Physician Jim Olson cares for children with brain cancer in Seattle. His laboratory studies the gene expression programs controlling neural differentiation, brain tumor genesis and neurodegenerative diseases.
Courtesy of Susie Fitzhugh/Fred Hutchinson Cancer Research Center
Physician Jim Olson cares for children with brain cancer in Seattle. His laboratory studies the gene expression programs controlling neural differentiation, brain tumor genesis and neurodegenerative diseases.

Perhaps one of the most uncomfortable things a doctor has to tell patients is that their medical problems are iatrogenic. What that means is they were caused by a doctor in the course of the treatment.

Sometime these iatrogenic injuries are accidental. But sometimes, because of the limits of medical technology, they can be inevitable. Now, a medical researcher in Seattle thinks he has a way to eliminate some of the inevitable ones.

James Olson is a physician at the Seattle Children's Hospital, where he primarily takes care of kids with brain cancer. He's also a cancer researcher at the Fred Hutchinson Cancer Research Center in Seattle.

MRI reveals the location of a brain tumor. But it's one thing to see the tumor in a scan, quite another to find the tumor in a living brain. Olson says that today, surgeons splay open the brain in an effort to find exactly where the tumor is.

> **STUDY MATERIAL**:
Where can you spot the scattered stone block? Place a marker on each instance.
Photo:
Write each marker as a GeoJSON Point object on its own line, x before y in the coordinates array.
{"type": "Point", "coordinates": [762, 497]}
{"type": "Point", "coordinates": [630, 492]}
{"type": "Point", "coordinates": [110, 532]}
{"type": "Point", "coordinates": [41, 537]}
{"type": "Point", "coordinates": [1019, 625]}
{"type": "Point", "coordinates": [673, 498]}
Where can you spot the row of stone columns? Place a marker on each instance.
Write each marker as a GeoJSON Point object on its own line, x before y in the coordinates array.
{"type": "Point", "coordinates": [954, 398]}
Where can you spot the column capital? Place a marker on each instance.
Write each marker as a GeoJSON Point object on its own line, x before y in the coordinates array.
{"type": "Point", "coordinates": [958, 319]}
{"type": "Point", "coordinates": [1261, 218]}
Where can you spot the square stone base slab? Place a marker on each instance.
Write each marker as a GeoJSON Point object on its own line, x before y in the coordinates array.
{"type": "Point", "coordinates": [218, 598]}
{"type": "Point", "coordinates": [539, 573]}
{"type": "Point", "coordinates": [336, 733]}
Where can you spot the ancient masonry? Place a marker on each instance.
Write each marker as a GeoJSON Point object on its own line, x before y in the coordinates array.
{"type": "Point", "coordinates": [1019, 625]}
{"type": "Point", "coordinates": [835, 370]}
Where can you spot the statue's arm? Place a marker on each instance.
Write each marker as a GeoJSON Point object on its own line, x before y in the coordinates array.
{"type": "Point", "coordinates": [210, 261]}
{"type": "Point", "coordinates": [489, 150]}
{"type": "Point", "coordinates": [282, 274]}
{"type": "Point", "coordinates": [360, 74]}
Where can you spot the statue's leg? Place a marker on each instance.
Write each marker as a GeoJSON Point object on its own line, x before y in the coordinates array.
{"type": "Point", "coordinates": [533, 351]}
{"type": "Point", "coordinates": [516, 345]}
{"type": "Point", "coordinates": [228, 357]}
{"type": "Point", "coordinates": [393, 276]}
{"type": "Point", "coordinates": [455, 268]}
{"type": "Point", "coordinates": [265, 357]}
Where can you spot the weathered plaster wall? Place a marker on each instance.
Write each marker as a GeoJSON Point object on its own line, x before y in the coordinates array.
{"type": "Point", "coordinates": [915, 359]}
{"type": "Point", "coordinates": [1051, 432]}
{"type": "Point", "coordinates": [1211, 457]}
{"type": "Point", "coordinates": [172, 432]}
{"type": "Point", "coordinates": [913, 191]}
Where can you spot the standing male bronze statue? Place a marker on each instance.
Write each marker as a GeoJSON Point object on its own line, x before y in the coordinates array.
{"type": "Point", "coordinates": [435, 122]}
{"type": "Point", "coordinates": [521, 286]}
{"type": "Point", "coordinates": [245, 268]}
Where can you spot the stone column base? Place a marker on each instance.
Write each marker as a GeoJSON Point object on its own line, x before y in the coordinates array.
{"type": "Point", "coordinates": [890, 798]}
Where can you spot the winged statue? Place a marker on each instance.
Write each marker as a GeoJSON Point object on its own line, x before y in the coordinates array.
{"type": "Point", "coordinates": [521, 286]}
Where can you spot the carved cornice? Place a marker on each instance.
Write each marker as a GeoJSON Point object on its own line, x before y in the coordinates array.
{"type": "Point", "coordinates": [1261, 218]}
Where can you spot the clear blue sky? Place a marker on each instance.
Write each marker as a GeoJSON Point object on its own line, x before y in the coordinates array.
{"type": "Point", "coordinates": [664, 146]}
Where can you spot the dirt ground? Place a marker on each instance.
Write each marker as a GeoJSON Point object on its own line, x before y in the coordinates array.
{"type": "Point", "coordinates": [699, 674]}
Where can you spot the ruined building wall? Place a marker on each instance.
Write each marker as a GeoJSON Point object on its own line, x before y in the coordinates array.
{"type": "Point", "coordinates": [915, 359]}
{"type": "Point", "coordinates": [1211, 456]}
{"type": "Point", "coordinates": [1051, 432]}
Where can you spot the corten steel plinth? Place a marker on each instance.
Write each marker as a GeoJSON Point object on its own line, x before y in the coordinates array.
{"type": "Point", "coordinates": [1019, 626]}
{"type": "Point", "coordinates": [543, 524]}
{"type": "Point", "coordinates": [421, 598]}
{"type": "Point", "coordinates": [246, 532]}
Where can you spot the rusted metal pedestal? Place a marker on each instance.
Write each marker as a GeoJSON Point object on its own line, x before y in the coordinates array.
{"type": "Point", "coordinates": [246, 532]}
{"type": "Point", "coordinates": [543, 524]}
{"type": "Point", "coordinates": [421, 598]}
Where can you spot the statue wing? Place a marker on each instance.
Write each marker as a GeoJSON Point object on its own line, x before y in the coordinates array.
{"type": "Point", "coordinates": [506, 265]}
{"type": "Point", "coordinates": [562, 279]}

> **EXERCISES**:
A – In the excerpt about iatrogenic injuries and brain tumors, at which hospital does James Olson primarily take care of kids with brain cancer?
B – Translate this sentence from the excerpt about iatrogenic injuries and brain tumors into Spanish: "MRI reveals the location of a brain tumor."
C – Write the next few sentences of the excerpt about iatrogenic injuries and brain tumors, picking up right after its final sentence.

> **ANSWERS**:
A – Seattle Children's Hospital.

B – La resonancia magnética revela la ubicación de un tumor cerebral.

C –
Just doing that can cause problems. And the surgeons can't always tell tumor cells from healthy brain cells, so inevitably the thorough doctors remove some healthy cells too.

The result is that many times a patient's tumors are successfully removed, but the child is left with movement problems or memory problems or vision problems.

About a decade ago, Olson set out on a search for a something that would make it easier for surgeons to find and remove tumors. What he came up with was a product he calls Tumor Paint.

The image on the left is a piece of lung tissue that contains a tumor viewed under normal white light. The right image shows the same piece of tissue after Tumor Paint has been applied. Here it's viewed under infrared light. Areas that are more red and yellow show a concentration of the paint, which means they are more likely to be cancerous.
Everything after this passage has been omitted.